* **Records from a dataset**
◆ ◆ ◆
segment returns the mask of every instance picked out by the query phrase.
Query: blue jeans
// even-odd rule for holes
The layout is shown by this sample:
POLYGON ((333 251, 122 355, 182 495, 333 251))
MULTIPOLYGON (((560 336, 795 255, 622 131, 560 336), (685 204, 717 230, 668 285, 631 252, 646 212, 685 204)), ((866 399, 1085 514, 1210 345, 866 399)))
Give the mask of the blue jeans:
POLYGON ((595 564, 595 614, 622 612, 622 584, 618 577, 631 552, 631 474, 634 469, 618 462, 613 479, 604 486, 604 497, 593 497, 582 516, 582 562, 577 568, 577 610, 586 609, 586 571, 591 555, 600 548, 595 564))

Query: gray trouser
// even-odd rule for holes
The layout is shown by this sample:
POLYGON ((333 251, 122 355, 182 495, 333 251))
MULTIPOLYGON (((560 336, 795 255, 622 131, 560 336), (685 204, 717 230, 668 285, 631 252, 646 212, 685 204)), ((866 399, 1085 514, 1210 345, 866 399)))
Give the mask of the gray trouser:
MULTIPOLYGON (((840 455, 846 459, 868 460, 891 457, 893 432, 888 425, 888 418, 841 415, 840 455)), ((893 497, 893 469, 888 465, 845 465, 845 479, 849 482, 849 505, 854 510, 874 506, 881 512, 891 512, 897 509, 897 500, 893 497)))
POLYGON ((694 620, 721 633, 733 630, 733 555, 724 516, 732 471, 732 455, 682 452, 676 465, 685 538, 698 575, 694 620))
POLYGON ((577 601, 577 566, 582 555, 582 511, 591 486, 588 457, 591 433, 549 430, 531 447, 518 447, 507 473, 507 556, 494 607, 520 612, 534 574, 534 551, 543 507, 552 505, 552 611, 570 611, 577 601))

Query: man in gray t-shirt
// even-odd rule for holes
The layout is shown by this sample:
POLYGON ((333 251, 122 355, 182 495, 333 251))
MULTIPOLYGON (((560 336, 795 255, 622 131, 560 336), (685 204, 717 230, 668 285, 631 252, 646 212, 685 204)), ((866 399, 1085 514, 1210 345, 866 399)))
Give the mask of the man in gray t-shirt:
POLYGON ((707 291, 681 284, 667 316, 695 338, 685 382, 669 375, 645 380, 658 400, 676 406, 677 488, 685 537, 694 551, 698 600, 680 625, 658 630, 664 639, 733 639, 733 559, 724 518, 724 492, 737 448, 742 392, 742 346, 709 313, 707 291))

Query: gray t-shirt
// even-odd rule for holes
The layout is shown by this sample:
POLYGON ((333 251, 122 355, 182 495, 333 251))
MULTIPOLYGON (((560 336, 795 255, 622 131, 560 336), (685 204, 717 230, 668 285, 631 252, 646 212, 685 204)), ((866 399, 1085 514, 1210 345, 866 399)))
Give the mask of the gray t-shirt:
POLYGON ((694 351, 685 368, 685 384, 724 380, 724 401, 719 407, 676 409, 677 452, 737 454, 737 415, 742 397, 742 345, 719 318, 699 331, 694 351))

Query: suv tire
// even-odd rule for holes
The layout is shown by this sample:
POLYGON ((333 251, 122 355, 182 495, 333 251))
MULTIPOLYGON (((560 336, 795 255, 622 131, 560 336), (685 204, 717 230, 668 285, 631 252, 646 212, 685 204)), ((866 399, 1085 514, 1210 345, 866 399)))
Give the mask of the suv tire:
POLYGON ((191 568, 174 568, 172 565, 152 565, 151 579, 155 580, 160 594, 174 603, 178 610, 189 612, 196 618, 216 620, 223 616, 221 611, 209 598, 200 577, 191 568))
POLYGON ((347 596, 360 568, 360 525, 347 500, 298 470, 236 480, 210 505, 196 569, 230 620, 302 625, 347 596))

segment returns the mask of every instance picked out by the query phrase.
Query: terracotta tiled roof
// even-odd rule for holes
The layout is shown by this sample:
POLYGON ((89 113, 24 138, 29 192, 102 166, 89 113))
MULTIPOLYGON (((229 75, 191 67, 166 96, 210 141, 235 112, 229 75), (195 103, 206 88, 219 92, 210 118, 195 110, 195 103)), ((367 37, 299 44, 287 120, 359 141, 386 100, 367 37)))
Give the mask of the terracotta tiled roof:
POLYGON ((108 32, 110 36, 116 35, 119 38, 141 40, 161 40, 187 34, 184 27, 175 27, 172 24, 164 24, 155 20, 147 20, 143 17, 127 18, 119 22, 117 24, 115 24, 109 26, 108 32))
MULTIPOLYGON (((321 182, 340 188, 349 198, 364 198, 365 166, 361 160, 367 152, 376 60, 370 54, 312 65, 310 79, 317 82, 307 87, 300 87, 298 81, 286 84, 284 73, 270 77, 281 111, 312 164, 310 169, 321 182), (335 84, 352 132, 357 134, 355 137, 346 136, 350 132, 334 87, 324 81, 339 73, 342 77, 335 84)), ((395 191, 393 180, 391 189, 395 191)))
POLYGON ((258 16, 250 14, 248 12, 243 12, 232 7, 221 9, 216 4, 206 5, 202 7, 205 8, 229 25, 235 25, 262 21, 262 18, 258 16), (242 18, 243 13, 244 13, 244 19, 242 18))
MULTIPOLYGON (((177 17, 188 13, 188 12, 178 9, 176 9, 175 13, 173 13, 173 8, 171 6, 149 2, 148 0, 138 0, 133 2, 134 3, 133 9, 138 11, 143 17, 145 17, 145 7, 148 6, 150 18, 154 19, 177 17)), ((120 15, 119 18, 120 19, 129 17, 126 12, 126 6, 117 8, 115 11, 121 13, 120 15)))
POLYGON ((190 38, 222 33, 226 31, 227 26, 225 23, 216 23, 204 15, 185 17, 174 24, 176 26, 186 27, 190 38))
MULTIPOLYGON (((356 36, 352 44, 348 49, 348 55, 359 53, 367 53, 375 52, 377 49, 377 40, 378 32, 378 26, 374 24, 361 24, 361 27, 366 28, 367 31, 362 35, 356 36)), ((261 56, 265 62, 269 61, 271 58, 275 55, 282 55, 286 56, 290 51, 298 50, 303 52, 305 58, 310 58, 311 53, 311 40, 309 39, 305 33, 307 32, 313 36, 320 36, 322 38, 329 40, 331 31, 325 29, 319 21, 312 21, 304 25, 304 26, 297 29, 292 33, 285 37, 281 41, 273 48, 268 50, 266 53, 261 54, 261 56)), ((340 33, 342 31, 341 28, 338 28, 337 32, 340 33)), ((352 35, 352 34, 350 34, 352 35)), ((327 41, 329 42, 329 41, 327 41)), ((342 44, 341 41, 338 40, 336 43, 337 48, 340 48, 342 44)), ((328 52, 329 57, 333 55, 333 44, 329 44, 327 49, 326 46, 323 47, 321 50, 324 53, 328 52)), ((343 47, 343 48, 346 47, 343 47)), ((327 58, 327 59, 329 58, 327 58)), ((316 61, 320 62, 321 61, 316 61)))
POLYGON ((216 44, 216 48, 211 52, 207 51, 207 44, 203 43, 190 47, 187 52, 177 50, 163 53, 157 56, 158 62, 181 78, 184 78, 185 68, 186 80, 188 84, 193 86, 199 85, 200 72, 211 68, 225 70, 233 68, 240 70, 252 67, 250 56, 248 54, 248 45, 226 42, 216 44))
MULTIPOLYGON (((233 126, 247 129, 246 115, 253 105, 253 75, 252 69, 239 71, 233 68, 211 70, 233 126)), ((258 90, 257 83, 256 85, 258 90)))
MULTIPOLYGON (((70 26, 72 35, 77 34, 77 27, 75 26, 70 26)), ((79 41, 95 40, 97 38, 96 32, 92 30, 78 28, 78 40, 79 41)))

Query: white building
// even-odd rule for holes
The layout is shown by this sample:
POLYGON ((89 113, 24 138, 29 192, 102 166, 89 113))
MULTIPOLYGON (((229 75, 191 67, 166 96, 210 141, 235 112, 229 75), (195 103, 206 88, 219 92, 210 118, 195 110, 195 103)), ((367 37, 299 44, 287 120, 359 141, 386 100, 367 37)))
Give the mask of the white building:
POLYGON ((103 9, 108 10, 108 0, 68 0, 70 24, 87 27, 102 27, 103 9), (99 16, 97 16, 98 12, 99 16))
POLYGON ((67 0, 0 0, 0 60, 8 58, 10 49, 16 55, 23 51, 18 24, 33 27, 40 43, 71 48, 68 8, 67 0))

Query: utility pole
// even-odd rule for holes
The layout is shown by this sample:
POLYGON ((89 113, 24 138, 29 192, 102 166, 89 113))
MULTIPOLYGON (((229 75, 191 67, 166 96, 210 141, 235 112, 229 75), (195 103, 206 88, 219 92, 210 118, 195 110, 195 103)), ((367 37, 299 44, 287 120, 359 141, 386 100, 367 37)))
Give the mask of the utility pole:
◆ ◆ ◆
* **AIM OF THE TASK**
Count the lines of the data above that contain the string "terracotta", treating uppercase and lowercase as distinct, and give only the number.

* **RESPONSE BELOW**
2